**Problem statement**
Pick the lines holding the string "running" out of the records and copy them.

_____

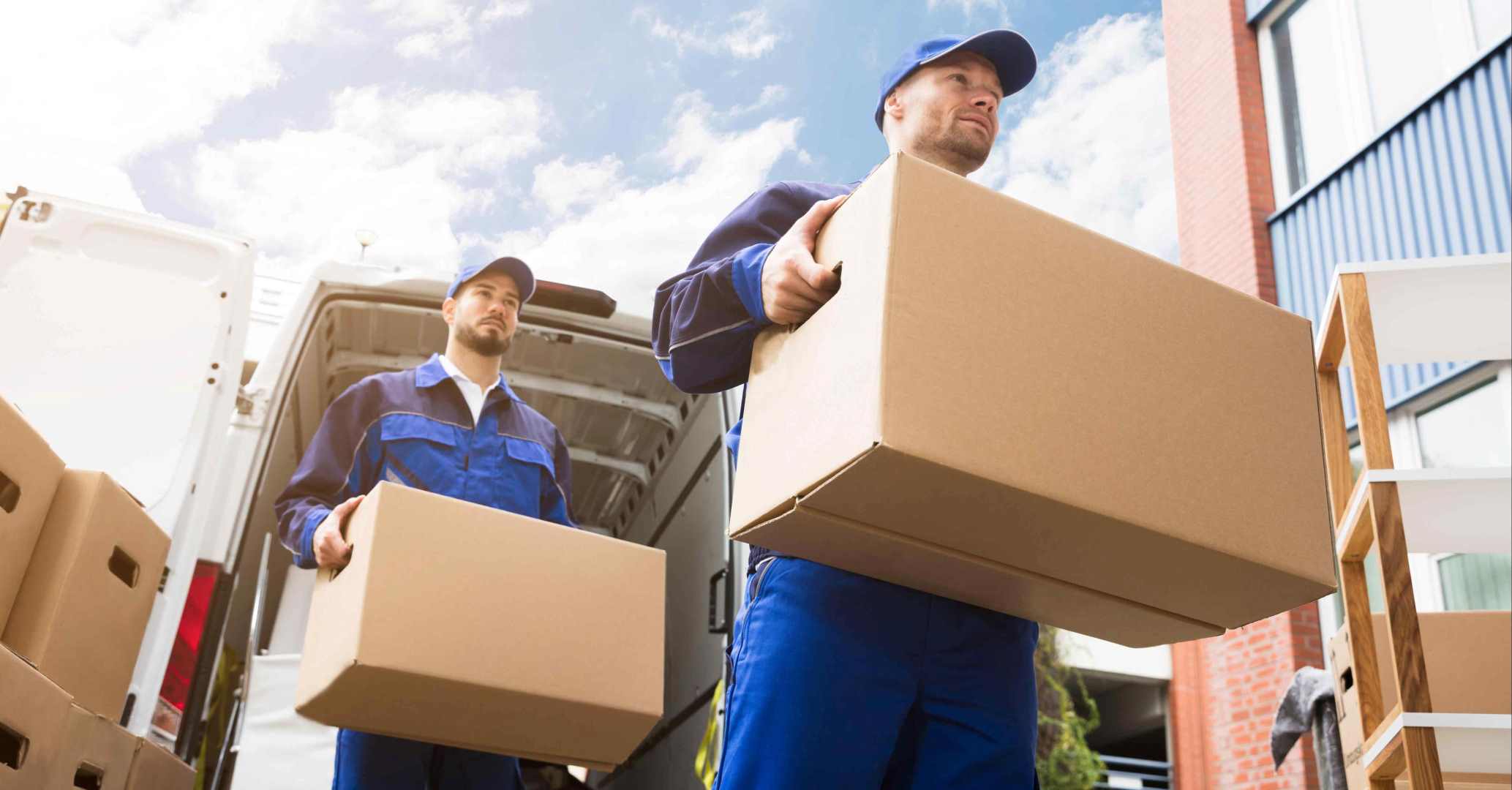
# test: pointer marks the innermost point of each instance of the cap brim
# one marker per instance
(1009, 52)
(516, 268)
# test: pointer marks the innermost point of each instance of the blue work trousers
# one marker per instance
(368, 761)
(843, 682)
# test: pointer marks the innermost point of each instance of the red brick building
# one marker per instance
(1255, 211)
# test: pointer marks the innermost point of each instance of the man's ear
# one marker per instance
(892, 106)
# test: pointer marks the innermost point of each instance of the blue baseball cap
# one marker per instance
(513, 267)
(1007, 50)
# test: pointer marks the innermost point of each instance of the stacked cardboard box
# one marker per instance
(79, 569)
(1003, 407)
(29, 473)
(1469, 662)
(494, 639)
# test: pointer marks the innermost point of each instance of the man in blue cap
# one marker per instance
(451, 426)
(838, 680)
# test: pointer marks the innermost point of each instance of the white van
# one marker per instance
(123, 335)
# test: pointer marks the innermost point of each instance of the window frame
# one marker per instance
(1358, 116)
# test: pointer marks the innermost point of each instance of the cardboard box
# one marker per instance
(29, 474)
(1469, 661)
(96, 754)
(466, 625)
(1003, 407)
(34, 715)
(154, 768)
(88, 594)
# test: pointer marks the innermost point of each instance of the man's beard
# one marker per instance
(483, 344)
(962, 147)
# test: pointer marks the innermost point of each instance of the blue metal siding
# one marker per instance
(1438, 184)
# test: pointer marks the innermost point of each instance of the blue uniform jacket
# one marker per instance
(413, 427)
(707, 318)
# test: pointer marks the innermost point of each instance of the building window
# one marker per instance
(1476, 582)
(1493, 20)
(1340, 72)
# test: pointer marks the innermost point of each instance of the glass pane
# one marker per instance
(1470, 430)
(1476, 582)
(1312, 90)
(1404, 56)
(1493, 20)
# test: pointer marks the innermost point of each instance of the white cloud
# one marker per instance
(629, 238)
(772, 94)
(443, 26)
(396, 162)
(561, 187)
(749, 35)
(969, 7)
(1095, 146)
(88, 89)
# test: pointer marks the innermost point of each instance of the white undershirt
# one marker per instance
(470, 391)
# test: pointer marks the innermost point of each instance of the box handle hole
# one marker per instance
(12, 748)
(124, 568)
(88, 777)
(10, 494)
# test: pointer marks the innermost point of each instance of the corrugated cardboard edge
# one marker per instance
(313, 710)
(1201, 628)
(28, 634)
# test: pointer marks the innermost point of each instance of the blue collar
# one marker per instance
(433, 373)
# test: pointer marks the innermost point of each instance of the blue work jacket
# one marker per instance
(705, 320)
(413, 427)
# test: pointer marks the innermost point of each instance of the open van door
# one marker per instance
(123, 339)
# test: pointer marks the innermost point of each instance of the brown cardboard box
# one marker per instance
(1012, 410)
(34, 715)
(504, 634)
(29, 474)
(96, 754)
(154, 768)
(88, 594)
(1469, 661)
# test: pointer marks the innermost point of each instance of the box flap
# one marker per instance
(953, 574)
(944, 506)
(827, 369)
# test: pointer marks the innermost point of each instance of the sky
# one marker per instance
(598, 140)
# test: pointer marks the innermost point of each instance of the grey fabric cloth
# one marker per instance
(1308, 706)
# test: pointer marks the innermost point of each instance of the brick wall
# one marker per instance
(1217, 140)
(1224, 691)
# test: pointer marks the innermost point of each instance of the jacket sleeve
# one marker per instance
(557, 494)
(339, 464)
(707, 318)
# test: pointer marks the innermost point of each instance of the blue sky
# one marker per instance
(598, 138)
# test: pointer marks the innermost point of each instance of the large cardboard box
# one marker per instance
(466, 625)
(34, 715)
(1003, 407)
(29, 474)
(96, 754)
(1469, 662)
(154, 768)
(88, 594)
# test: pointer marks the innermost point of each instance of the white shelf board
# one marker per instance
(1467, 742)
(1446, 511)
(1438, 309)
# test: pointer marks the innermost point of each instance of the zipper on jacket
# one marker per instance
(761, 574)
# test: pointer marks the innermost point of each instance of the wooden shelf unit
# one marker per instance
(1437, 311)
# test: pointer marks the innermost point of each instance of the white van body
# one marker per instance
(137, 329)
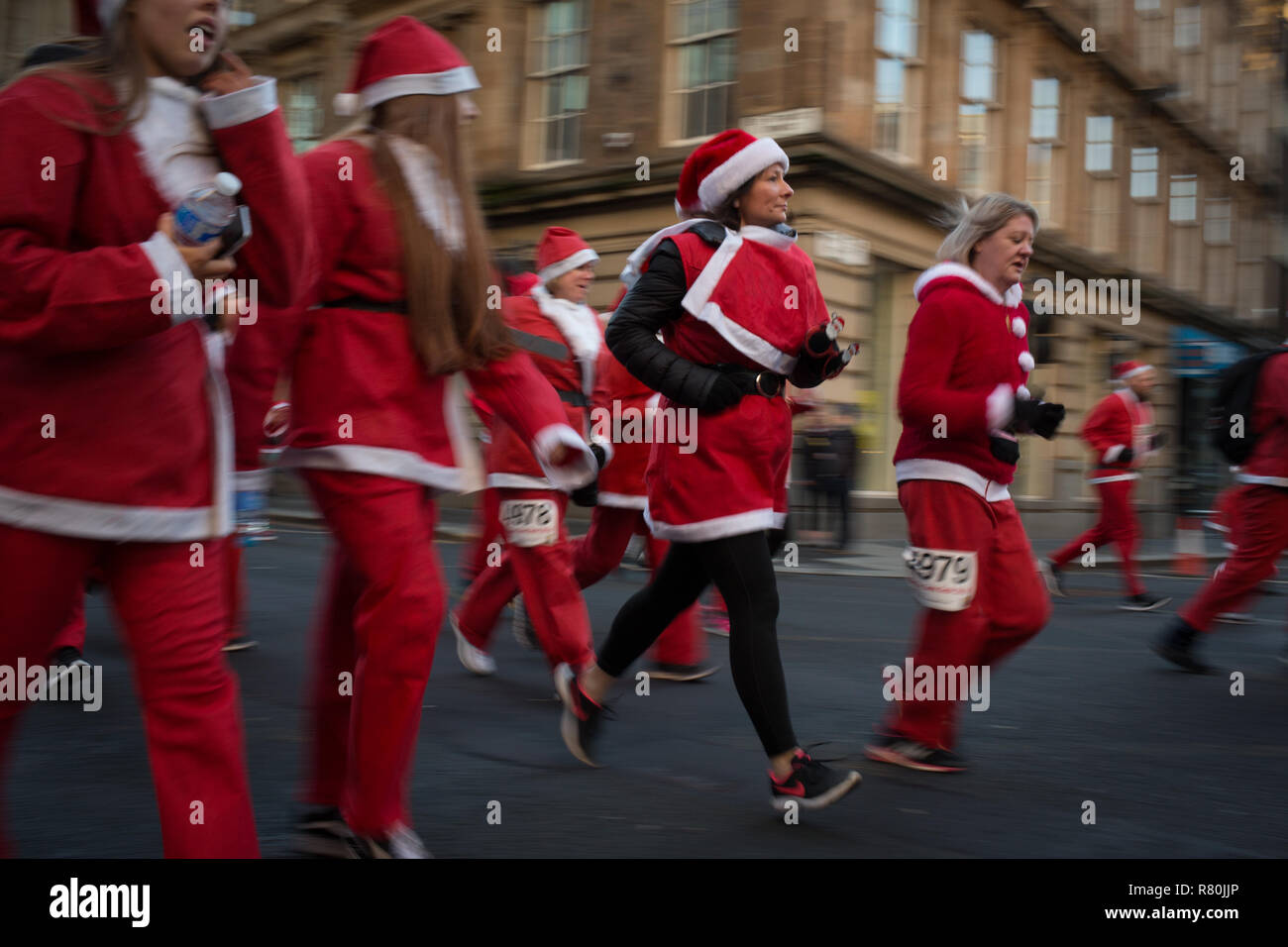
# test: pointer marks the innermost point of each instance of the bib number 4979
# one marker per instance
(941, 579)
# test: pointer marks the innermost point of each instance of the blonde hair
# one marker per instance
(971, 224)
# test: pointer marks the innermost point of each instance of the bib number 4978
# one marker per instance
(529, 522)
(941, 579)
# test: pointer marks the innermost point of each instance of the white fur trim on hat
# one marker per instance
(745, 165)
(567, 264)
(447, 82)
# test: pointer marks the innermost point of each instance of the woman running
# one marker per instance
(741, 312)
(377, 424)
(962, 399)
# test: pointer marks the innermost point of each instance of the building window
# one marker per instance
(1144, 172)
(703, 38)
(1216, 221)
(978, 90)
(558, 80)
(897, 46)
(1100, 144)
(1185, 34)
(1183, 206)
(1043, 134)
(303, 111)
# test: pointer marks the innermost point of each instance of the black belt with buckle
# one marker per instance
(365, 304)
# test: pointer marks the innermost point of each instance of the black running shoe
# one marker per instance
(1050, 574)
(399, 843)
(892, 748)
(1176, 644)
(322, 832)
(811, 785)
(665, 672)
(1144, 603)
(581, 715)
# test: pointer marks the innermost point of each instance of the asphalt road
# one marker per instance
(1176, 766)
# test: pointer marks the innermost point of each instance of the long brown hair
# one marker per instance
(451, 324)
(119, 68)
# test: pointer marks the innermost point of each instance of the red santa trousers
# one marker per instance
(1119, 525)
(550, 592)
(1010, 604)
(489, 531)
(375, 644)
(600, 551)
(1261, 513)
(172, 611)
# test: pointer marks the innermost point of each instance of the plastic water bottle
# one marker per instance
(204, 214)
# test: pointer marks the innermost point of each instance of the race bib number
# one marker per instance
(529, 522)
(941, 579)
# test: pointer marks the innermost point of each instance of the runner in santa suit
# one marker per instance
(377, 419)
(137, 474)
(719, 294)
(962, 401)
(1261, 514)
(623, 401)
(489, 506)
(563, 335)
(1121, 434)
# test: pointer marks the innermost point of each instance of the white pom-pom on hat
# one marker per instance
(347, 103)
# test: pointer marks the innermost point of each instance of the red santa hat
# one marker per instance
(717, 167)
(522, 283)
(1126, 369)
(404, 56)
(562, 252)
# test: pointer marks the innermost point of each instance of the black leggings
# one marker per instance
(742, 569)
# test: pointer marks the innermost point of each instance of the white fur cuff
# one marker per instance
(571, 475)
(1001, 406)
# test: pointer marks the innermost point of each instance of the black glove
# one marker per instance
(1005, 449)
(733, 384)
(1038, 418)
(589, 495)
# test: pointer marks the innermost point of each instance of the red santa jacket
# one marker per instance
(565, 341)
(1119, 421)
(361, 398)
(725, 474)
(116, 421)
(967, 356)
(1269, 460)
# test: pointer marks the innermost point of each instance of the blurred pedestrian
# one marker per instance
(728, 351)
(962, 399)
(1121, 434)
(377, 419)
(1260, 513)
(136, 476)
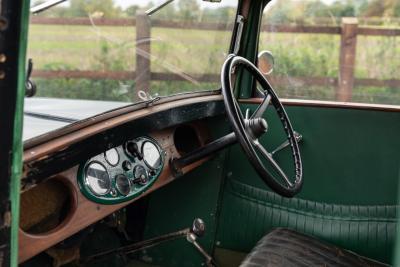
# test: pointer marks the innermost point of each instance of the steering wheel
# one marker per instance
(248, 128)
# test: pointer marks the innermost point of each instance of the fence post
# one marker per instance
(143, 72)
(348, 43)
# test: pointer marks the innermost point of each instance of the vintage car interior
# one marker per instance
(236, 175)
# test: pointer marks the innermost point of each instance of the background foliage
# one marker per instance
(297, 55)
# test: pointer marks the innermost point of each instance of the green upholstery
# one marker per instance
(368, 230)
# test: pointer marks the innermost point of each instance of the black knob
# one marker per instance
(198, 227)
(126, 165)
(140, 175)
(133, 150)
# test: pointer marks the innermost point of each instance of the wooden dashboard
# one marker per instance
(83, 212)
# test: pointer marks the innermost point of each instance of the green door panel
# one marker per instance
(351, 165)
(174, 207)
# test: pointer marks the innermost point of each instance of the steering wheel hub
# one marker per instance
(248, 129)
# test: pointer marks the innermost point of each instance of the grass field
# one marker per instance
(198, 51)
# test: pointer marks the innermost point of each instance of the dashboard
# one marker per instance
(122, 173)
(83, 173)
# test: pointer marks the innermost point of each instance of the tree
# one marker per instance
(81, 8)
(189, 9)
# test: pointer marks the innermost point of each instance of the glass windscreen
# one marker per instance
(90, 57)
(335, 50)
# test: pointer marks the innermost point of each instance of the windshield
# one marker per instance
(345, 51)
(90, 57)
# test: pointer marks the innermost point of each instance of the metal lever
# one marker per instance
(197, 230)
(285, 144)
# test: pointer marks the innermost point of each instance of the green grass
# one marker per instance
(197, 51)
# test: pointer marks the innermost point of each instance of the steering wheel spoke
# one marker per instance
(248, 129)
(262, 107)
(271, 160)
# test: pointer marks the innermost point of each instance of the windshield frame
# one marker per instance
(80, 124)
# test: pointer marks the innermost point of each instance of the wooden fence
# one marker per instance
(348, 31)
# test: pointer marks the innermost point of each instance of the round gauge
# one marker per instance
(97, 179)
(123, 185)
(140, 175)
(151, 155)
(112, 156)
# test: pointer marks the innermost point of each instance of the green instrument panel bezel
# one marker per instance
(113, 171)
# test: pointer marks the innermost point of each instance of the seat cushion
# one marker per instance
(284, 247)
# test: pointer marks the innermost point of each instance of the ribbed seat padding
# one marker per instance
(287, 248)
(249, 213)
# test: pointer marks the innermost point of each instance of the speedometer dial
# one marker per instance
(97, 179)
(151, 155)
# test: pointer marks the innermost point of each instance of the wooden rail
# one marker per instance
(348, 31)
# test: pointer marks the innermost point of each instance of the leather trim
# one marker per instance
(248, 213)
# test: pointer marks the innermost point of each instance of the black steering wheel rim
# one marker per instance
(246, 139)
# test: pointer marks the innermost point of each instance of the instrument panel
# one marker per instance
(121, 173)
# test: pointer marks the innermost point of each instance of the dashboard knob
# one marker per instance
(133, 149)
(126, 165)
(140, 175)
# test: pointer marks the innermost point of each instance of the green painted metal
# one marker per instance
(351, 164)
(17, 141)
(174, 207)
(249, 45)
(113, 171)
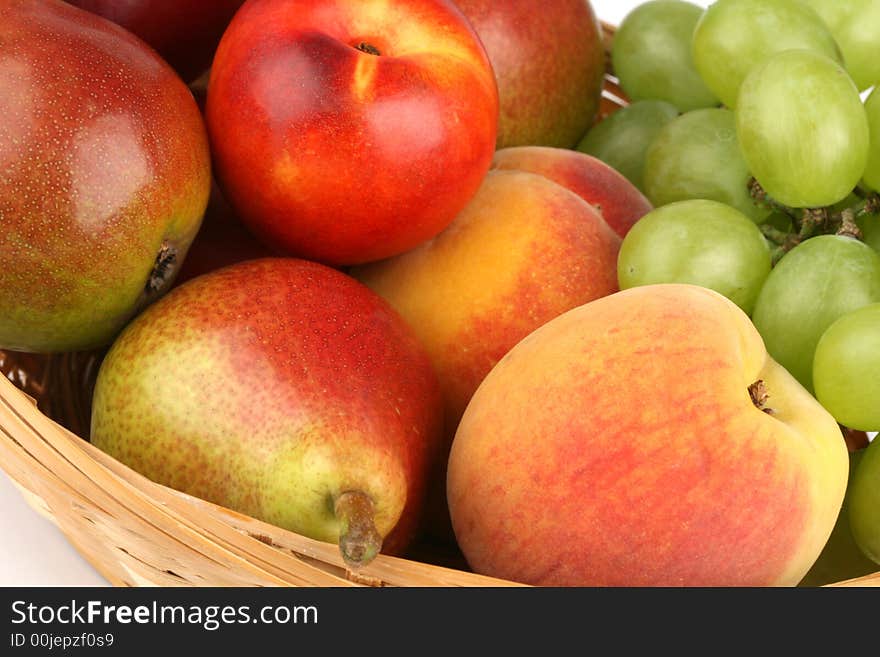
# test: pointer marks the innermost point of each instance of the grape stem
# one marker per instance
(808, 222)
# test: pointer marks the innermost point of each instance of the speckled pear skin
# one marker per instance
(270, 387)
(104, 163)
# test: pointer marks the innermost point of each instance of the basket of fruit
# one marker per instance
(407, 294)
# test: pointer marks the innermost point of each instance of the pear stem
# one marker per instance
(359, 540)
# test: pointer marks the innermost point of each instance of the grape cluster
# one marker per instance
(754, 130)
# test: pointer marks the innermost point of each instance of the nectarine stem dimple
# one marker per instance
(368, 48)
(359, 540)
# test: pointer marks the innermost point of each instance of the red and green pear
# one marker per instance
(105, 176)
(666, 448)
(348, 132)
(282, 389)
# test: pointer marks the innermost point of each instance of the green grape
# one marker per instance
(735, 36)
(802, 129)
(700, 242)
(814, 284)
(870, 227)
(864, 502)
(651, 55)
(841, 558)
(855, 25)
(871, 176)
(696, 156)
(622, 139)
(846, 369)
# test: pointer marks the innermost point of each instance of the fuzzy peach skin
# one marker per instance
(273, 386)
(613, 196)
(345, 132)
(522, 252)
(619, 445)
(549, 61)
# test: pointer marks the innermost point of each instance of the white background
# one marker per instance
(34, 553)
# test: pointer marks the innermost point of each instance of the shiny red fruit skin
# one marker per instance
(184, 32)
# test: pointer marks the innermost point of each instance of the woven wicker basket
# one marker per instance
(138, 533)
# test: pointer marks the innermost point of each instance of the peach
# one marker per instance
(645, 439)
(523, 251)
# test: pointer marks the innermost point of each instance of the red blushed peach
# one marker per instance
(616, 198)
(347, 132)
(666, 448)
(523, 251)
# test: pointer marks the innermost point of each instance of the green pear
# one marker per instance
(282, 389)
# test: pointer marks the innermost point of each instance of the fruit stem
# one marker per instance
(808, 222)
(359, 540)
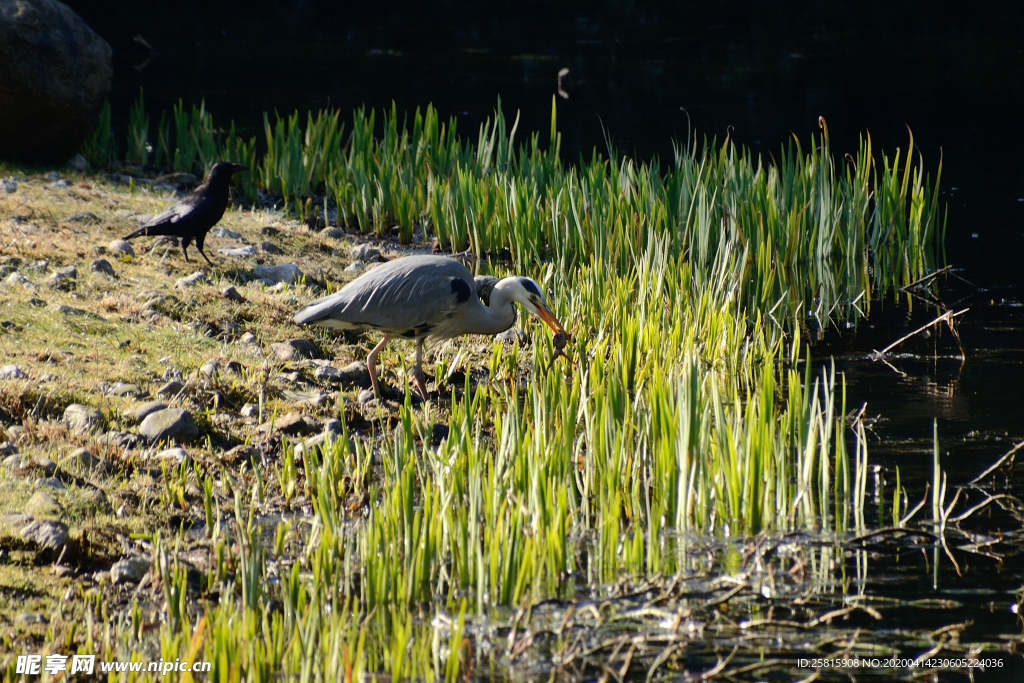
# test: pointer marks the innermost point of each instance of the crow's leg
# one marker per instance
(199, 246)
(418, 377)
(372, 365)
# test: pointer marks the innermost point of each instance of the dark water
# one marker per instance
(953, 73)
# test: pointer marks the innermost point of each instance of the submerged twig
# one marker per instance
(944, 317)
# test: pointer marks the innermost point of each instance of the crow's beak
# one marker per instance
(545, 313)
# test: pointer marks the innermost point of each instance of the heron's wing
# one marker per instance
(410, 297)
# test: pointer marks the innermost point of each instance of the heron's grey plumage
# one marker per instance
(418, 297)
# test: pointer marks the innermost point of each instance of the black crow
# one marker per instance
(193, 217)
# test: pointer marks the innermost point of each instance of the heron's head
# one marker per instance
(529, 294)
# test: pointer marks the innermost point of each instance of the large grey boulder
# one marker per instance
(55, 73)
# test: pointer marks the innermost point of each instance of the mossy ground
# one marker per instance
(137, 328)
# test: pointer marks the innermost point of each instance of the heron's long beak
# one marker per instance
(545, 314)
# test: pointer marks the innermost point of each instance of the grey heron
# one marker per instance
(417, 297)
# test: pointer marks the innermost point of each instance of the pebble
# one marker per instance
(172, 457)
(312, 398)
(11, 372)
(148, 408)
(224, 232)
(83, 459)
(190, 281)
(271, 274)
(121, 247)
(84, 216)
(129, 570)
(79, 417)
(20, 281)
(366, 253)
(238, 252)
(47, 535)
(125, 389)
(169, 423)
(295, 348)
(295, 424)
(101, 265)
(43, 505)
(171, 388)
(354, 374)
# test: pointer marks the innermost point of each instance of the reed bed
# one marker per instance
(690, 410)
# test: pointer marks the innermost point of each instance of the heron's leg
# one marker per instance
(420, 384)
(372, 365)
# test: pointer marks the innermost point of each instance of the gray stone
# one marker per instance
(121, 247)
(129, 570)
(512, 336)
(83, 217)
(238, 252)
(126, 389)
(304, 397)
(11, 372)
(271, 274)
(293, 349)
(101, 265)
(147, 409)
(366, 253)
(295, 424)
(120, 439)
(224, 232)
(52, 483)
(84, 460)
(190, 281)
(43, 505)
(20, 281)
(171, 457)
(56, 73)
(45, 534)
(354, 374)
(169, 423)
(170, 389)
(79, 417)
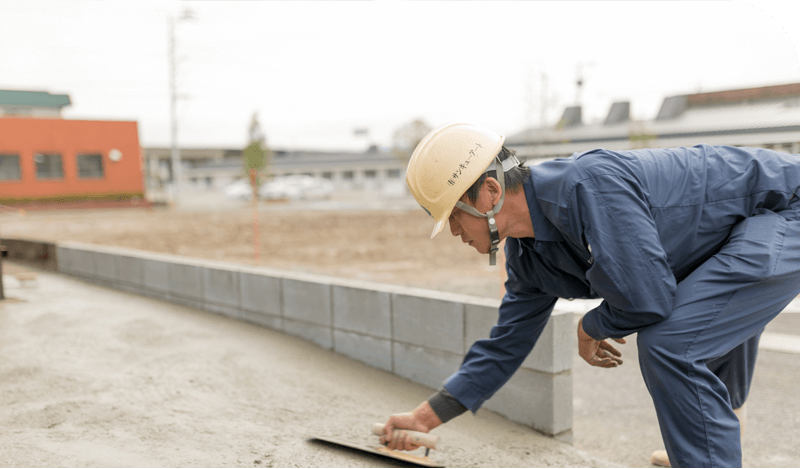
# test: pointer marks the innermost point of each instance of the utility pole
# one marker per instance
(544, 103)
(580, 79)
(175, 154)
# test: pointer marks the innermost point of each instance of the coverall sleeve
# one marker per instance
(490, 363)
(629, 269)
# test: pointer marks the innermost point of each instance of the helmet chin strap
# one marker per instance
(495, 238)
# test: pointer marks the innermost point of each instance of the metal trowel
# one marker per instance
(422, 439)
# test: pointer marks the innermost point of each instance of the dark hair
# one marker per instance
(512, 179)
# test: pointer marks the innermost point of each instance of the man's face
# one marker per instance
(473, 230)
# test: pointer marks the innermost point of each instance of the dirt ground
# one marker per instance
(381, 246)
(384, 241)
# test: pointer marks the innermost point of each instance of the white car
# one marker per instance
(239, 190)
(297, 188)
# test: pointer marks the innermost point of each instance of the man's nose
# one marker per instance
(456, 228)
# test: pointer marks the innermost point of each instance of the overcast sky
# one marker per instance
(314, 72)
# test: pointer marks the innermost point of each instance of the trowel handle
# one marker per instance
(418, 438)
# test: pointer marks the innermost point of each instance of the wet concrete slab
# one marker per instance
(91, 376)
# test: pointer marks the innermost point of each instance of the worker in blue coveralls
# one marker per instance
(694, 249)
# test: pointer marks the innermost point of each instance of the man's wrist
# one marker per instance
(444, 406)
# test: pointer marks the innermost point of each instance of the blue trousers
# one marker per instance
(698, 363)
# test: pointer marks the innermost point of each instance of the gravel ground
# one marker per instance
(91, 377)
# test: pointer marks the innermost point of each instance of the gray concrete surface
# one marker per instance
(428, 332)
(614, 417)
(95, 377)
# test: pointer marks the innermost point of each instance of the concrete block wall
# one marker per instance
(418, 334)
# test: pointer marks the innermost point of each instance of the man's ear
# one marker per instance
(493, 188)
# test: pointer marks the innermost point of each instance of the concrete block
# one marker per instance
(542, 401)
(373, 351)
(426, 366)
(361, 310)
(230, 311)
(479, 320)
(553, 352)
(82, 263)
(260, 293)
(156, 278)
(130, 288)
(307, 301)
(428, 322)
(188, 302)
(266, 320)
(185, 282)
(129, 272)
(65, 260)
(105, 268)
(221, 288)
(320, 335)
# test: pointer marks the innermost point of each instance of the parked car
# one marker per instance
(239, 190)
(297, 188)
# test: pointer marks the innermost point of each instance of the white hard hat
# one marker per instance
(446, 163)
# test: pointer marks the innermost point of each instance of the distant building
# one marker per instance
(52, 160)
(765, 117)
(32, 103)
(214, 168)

_____

**Written response**
# test: pointer marks the innermost point of each instance of the woman running
# test: pointer marks the innermost point of each instance of the black running shoe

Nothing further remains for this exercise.